Stated task: Rewrite all of the rows below, changing every "Practice" to "Drill" and leaving everything else the same.

Stored records:
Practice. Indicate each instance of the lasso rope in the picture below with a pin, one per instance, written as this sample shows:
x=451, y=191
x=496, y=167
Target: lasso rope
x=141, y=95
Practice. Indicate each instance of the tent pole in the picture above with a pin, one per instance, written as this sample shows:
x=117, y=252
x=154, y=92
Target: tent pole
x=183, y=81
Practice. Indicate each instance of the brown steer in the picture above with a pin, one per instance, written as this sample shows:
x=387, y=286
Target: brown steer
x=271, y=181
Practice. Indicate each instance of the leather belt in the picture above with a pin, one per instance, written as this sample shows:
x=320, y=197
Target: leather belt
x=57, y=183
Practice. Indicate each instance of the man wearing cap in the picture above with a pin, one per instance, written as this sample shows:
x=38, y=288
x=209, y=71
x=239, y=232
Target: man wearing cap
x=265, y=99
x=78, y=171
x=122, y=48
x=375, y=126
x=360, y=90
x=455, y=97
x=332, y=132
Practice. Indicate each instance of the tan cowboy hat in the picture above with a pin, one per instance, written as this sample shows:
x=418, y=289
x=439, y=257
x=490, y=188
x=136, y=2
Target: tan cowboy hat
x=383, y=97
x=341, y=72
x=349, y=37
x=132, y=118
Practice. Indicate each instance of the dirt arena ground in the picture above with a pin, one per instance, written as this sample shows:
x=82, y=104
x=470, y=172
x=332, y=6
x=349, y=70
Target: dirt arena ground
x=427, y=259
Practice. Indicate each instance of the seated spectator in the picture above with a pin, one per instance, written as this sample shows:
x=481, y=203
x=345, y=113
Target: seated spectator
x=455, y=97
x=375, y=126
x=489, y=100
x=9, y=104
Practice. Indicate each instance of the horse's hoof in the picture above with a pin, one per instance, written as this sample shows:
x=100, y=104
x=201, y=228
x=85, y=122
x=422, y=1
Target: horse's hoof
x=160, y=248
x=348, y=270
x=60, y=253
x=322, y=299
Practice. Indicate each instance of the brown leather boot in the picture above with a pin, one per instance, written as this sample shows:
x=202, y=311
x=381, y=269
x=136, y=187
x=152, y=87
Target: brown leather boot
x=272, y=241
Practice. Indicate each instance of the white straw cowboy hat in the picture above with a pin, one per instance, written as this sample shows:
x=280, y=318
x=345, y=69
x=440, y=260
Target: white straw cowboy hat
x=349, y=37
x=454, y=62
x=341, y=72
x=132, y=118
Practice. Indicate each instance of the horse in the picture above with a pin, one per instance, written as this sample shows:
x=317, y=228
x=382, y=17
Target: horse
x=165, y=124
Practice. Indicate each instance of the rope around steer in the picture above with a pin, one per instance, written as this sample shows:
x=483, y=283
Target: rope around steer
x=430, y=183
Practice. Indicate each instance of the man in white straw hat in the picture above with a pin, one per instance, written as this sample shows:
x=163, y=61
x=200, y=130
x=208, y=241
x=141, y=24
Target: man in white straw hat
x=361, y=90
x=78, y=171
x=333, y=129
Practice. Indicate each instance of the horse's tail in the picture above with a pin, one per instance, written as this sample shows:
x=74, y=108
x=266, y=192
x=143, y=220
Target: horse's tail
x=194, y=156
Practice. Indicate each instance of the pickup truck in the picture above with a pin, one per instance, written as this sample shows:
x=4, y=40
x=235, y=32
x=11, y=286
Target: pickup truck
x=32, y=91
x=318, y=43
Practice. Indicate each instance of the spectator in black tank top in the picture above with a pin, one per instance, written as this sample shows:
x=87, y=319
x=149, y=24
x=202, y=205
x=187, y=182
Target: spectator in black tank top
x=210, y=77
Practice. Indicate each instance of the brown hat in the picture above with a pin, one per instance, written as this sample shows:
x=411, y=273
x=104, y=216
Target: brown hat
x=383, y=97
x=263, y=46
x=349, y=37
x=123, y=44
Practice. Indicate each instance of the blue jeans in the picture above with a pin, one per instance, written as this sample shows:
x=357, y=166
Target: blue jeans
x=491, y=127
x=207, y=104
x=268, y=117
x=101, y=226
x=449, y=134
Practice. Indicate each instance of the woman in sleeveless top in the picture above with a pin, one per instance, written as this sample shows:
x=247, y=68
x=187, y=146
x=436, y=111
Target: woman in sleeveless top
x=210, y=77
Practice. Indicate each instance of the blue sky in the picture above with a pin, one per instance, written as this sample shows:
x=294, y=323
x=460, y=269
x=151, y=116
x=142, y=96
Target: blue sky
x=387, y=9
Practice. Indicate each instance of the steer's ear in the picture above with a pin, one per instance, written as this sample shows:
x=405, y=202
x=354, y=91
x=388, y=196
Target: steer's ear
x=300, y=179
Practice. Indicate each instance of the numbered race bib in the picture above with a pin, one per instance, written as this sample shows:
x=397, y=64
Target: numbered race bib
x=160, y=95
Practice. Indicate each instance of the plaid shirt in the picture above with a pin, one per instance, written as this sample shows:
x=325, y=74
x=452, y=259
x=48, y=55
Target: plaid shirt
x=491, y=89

Reply to the exercise:
Drill. Indicate each instance of the lasso rope in the picture below with a pin, one per instance, written as this sample shows:
x=451, y=191
x=496, y=167
Target: lasso rope
x=141, y=95
Drill. Indicate each instance of the tent pole in the picture above with a pin, one per instance, written as this sample shows:
x=117, y=252
x=154, y=92
Target: tent pole
x=183, y=81
Drill. Indicate each instance of the brown steer in the picture above with a pin, one per instance, written as this sample shows:
x=387, y=286
Target: brown steer
x=271, y=181
Drill. Indicate each instance of the leather belt in the picture above with a pin, one per instance, written as this sample shows:
x=320, y=197
Target: leather belt
x=57, y=183
Drill. Indicate each instance of the man wearing cap in the picture above with a pin, one per instance, written as this sample shows:
x=38, y=288
x=209, y=71
x=239, y=232
Target: man wearing cap
x=265, y=99
x=78, y=171
x=122, y=48
x=375, y=126
x=360, y=90
x=455, y=97
x=332, y=132
Drill. Indicate each instance of the tan cowboy hat in the picture above with a pin, one per instance, written as this sample shows:
x=418, y=289
x=439, y=257
x=490, y=188
x=136, y=2
Target: tan cowboy hat
x=383, y=97
x=341, y=72
x=349, y=37
x=132, y=118
Drill. Indicate each instance of the dirt arena ground in the picture above with a pin, one per instance, written as this sample shows:
x=82, y=104
x=470, y=172
x=332, y=6
x=349, y=70
Target: dirt arena ground
x=427, y=259
Drill. Indicate each instance of the seated spectator in the picture above with a pin, one per instance, written as this sample shows:
x=481, y=203
x=345, y=113
Target: seated spectator
x=455, y=97
x=375, y=126
x=489, y=100
x=9, y=104
Drill. Indicate each instance of the horse's hoof in the picture above with a pin, one per instance, written as this sample shows:
x=100, y=104
x=201, y=228
x=85, y=122
x=422, y=1
Target: horse's hoof
x=160, y=248
x=348, y=270
x=60, y=253
x=322, y=299
Drill. Indicate each instance of the brown leather boot in the picture above with a pin, one per instance, written as this sample shows:
x=202, y=311
x=381, y=269
x=136, y=187
x=152, y=87
Target: brown leather boot
x=272, y=241
Drill. Indicate each instance of the white straw cowboy hat in the picture above with a pin, one per instance, written as this sample shows:
x=280, y=318
x=345, y=69
x=440, y=260
Target: white straw cowboy hat
x=349, y=37
x=454, y=62
x=341, y=72
x=132, y=118
Drill. Indicate each instance of the horse in the picture above with a pin, one per instance, written as this sample shows:
x=317, y=228
x=382, y=17
Target: horse
x=165, y=124
Drill. Indicate each instance of the rope around steer in the picture above with a pin, one per instance, written as this sample shows:
x=483, y=283
Target: rope around steer
x=430, y=183
Drill. Indicate each instance of the man in white straw hat in the picture above with a pin, one per instance, written as this sample shows:
x=163, y=61
x=200, y=130
x=208, y=241
x=141, y=24
Target: man in white straw hat
x=361, y=90
x=78, y=171
x=333, y=129
Drill. Indicate each instance of the horse's tail in the picture above with a pin, one per instance, written as this sample shows:
x=74, y=108
x=266, y=192
x=143, y=220
Target: horse's tail
x=194, y=156
Drill. Indicate each instance of the pickup truck in the picture above with a pin, one per instance, written as this sample shows:
x=4, y=40
x=235, y=32
x=11, y=286
Target: pickup truck
x=32, y=91
x=318, y=43
Drill. Indicate each instance of the spectator in black tank top in the picture above with a pin, one per instance, written as this sample shows:
x=87, y=319
x=149, y=24
x=202, y=205
x=187, y=182
Target: spectator in black tank top
x=210, y=77
Drill. Indicate each instance of the brown hat in the picture above with a pin, one per instance, written as this sample shows:
x=411, y=273
x=104, y=216
Target: brown hat
x=383, y=97
x=263, y=46
x=349, y=37
x=123, y=44
Drill. Indicate each instance of the blue jeans in the picture above with a pin, one per instance, written as this sample shows:
x=357, y=166
Target: blue jeans
x=491, y=127
x=207, y=104
x=268, y=117
x=101, y=226
x=449, y=134
Drill. Indicate each instance of the woman in sleeveless top in the picture above with a pin, one per instance, written as this sample shows:
x=247, y=68
x=187, y=146
x=436, y=111
Target: woman in sleeveless top
x=210, y=77
Drill. Indicate each instance of the blue sky in the picture above with a pin, one per instance, written as this sample shows:
x=294, y=323
x=460, y=269
x=151, y=116
x=142, y=96
Target: blue sky
x=387, y=9
Drill. Indicate each instance of the steer's ear in the picture above with a pin, one per instance, written as this sample shows:
x=405, y=202
x=354, y=91
x=388, y=196
Target: steer's ear
x=300, y=179
Drill. Indicate each instance of the numbered race bib in the picture above with a pin, one per instance, written as this sample shows:
x=397, y=64
Target: numbered race bib
x=160, y=95
Drill. Indicate each instance of the plaid shirt in the picture above with a pin, one per instance, written as this sample shows:
x=325, y=74
x=452, y=259
x=48, y=55
Target: plaid shirt
x=491, y=89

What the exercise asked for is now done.